# [Your goal]
Swap "orchid" for "flower" throughout the lines below, and keep everything else the same.

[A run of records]
-.-.-

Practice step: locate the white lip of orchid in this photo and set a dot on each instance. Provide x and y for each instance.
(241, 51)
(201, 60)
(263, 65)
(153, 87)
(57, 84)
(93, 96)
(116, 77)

-.-.-

# [Answer to the task]
Practice step: locate the white lip of flower in this photo and set a dot on each instance. Provide x and y for each instance.
(241, 51)
(201, 60)
(263, 65)
(153, 87)
(57, 84)
(93, 96)
(116, 77)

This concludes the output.